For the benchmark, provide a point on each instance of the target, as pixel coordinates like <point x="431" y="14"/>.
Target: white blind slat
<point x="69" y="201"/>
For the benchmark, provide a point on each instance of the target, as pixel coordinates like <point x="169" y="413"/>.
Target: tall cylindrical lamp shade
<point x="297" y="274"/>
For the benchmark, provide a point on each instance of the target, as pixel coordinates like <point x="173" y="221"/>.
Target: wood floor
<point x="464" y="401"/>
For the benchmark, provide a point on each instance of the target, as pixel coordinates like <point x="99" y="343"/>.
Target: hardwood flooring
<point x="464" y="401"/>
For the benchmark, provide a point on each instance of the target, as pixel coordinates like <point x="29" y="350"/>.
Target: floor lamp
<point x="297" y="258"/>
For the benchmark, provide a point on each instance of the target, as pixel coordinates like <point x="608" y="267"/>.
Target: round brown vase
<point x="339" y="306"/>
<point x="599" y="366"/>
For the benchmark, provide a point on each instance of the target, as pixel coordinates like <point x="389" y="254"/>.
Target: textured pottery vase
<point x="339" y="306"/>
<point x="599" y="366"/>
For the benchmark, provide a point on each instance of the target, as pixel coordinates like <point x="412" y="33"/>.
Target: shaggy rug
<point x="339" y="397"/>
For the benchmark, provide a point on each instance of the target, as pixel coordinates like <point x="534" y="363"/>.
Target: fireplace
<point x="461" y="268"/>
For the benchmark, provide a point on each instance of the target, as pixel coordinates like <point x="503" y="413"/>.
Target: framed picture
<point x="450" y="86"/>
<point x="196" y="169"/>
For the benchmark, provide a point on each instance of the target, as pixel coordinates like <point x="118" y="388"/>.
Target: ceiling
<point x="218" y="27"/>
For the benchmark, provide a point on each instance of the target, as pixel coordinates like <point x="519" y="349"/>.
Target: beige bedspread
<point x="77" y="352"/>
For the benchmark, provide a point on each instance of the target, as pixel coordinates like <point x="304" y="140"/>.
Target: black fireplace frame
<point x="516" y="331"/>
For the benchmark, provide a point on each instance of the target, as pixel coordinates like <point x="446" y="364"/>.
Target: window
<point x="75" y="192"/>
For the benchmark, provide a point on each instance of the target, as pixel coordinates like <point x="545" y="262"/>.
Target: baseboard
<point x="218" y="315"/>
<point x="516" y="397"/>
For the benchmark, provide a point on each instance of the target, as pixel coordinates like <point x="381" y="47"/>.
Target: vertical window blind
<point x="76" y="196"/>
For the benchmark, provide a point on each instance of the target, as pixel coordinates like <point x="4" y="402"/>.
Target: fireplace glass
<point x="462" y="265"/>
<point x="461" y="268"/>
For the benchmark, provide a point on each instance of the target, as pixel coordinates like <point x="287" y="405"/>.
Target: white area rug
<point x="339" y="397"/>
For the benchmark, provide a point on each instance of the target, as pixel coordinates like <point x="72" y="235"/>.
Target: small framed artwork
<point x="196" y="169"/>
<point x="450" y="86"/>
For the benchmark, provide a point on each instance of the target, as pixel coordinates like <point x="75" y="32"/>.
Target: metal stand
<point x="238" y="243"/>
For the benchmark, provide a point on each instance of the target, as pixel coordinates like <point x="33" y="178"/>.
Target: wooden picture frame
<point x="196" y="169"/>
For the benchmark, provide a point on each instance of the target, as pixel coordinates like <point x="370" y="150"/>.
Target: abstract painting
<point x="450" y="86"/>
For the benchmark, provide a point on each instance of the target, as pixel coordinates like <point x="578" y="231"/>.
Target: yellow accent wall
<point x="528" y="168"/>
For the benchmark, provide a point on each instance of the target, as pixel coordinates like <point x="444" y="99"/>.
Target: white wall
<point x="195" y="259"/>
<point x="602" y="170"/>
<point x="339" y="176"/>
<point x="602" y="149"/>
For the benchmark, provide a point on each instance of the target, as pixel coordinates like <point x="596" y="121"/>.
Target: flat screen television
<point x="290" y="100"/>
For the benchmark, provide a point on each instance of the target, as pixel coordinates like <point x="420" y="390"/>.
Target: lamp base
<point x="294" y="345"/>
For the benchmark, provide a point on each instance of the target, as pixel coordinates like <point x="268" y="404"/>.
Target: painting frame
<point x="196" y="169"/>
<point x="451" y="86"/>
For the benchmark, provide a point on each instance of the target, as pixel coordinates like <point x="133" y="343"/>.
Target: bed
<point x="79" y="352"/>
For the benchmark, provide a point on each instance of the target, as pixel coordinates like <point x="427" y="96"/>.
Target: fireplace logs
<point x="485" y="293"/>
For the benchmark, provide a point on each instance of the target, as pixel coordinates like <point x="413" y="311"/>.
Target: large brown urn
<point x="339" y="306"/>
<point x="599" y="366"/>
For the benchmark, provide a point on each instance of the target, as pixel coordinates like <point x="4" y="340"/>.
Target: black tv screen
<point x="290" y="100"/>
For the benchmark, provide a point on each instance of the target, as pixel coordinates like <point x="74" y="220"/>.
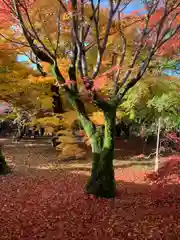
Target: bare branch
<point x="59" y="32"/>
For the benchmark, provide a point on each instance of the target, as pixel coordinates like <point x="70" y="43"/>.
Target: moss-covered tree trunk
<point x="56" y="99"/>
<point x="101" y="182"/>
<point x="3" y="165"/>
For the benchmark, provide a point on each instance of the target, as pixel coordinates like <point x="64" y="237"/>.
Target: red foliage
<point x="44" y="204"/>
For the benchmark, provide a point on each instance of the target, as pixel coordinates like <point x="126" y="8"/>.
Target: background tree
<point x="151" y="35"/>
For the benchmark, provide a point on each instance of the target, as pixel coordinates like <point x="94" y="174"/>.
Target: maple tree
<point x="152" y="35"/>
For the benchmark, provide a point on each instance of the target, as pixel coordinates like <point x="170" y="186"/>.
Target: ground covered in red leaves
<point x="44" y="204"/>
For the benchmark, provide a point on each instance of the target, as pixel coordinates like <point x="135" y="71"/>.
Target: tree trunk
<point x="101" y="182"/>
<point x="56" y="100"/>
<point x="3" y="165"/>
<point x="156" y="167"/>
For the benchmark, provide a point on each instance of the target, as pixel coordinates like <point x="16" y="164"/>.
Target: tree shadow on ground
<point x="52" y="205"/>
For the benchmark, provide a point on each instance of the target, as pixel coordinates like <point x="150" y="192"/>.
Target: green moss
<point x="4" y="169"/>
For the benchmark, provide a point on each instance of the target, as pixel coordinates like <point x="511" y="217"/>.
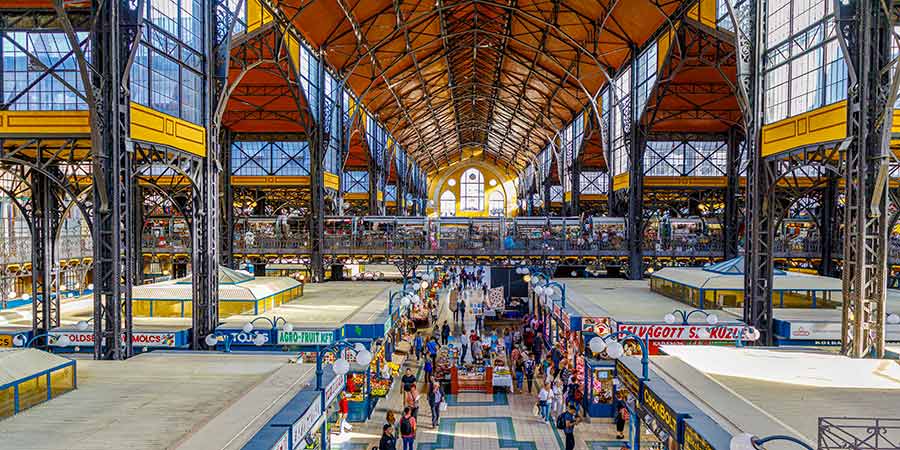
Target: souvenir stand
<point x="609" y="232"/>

----------

» TASK GOAL
Write out all the entries again, word for word, and print no images.

» TASK RESPONSE
For the benchmark, provide a point on each instance of the target, as pixel coordinates like <point x="431" y="14"/>.
Target: white blind slat
<point x="69" y="201"/>
For the benchmark, provide a point on each instance of the target, as pixel coordinates like <point x="169" y="413"/>.
Target: tall cylindrical lamp shade
<point x="297" y="274"/>
For the benchmark, provide a point on each instance of the target, as pixel coordinates like <point x="173" y="221"/>.
Target: wood floor
<point x="464" y="401"/>
For the benchmark, provide a point on each instance of the target, as pixel coordinates like <point x="99" y="343"/>.
Target: hardwood flooring
<point x="464" y="401"/>
For the benchmark, provide a point on each instance of the target, as pixel coordinates like <point x="29" y="350"/>.
Target: floor lamp
<point x="297" y="258"/>
For the benchmark, provide a point on each instance of the target, as pixel coordinates like <point x="608" y="267"/>.
Target: round brown vase
<point x="339" y="306"/>
<point x="599" y="366"/>
For the benchmark, provide a point on each instance of the target, as pixel coordinates like <point x="389" y="254"/>.
Target: textured pottery vase
<point x="339" y="306"/>
<point x="599" y="366"/>
For the benchmark, provide a point on each instance of the target, as pixel coordinates like <point x="412" y="33"/>.
Target: shaggy rug
<point x="339" y="397"/>
For the benchmark, provide a point on each instance of the target, as pixel coordinates like <point x="534" y="363"/>.
Target: fireplace
<point x="461" y="268"/>
For the benchmark, provide a point on each instance of the target, as pixel coordinates like <point x="503" y="413"/>.
Target: framed picture
<point x="450" y="86"/>
<point x="196" y="169"/>
For the benchmark, provide a point on each instance of the target, as pixel coordinates like <point x="118" y="388"/>.
Target: ceiling
<point x="218" y="27"/>
For the benchmark, provide a point on each instance of the target, as pixel coordinates like <point x="519" y="349"/>.
Target: beige bedspread
<point x="77" y="352"/>
For the benchmark, provide a point on each instance of the target, as pixel coordinates like <point x="304" y="140"/>.
Target: black fireplace frame
<point x="516" y="331"/>
For the benchmark, provide a point on each instance of the target, as pixel coordinates like <point x="446" y="364"/>.
Target: window
<point x="75" y="192"/>
For the benchmark, provide a point on each instance of the target, as pixel coordinates like <point x="545" y="262"/>.
Target: baseboard
<point x="218" y="315"/>
<point x="516" y="397"/>
For the benchmark, provide a point on each instance of the target, as pixel coordinates like <point x="381" y="47"/>.
Target: vertical window blind
<point x="76" y="196"/>
For the benchmark, provide a point on each instance of the target, as pixel coordinates like <point x="4" y="402"/>.
Target: fireplace glass
<point x="462" y="265"/>
<point x="461" y="268"/>
For the benchmark, provide a point on each instance of the target, as pixel coordinates like <point x="287" y="405"/>.
Target: white area rug
<point x="339" y="397"/>
For the benchmark, provide a point on each instance of the target, as pixel coordinates like <point x="72" y="235"/>.
Target: small framed artwork
<point x="196" y="169"/>
<point x="450" y="86"/>
For the benchmark, provide a point on each instance of the target, as pixel coordinates like <point x="75" y="32"/>.
Target: metal stand
<point x="238" y="243"/>
For the benchmark, provide a point on each instance of the target, as pixel coordinates like <point x="33" y="178"/>.
Target: wooden picture frame
<point x="196" y="169"/>
For the benchmark, provide a point on each instance of the target, as pixel coordinates like <point x="370" y="150"/>.
Target: abstract painting
<point x="450" y="86"/>
For the benchmark, provide a point on each instance of the target, as pixel coordinates like <point x="578" y="231"/>.
Target: yellow accent wall
<point x="528" y="168"/>
For the benchmark, provide a point on each instance of the target, as pixel coordinates like <point x="444" y="99"/>.
Target: white wall
<point x="195" y="259"/>
<point x="602" y="170"/>
<point x="339" y="176"/>
<point x="602" y="149"/>
For the benchmark, provide a point on each instance of the target, as pixel coordinates like <point x="596" y="121"/>.
Target: flat screen television
<point x="290" y="100"/>
For the benchmark, provide a point on each instance of the target, as pixel coordinates like <point x="420" y="390"/>.
Target: lamp base
<point x="294" y="345"/>
For the benchmark, provide a point on each instance of the target, as pixel coordinates like <point x="268" y="404"/>.
Target: painting frame
<point x="196" y="169"/>
<point x="451" y="86"/>
For the benchmark, provide a point on each instance of the target, as pixel coordinates like <point x="133" y="343"/>.
Target: bed
<point x="79" y="352"/>
For the benchmark, provide a point on each instance of the target, as pixel coordinates like <point x="427" y="96"/>.
Target: fireplace logs
<point x="485" y="293"/>
For the benchmark, provide a point on each instance of the target, as pixel coordinates like <point x="413" y="311"/>.
Target: large brown urn
<point x="339" y="306"/>
<point x="599" y="366"/>
For the benchmark, provide a point on each instance of the target, as pixel coordinates like <point x="4" y="340"/>.
Target: black tv screen
<point x="290" y="100"/>
For the benchmark, provide a point on each instance of the target, as pixel coordinates like <point x="74" y="220"/>.
Target: bare branch
<point x="59" y="32"/>
For the benchmark, provide a point on each instance of the target, as pixel coordinates like <point x="70" y="43"/>.
Target: moss-covered tree trunk
<point x="56" y="99"/>
<point x="101" y="182"/>
<point x="3" y="165"/>
For the benchmark, provide a point on each instance of the target, as pixel coordinates like <point x="64" y="237"/>.
Target: red foliage
<point x="44" y="204"/>
For the benchmark, provide a point on each instance of the target, as pixel coordinates like <point x="126" y="8"/>.
Target: background tree
<point x="151" y="35"/>
For the benchmark, provide a point on each instance of the target, as pixel coordinates like <point x="94" y="174"/>.
Target: maple tree
<point x="152" y="35"/>
For the benchmark, provide a point on each instance of the target, as pixel coordinates like <point x="170" y="186"/>.
Target: ground covered in red leaves
<point x="44" y="204"/>
For the benchmark, provide a point on each instance of the target, as pixel coordinates like <point x="135" y="71"/>.
Target: tree trunk
<point x="101" y="182"/>
<point x="56" y="100"/>
<point x="3" y="165"/>
<point x="156" y="167"/>
For the benchmark, provide a point on each instance of the target, as pixel coordinates like <point x="16" y="164"/>.
Target: tree shadow on ground
<point x="52" y="205"/>
For the benchmark, provide a point on each instance of the target, as pixel coordinates like <point x="150" y="192"/>.
Target: green moss
<point x="4" y="169"/>
For the benchmark, provide a point on each instance of the target, as pixel coordinates like <point x="511" y="217"/>.
Target: souvenir stand
<point x="609" y="232"/>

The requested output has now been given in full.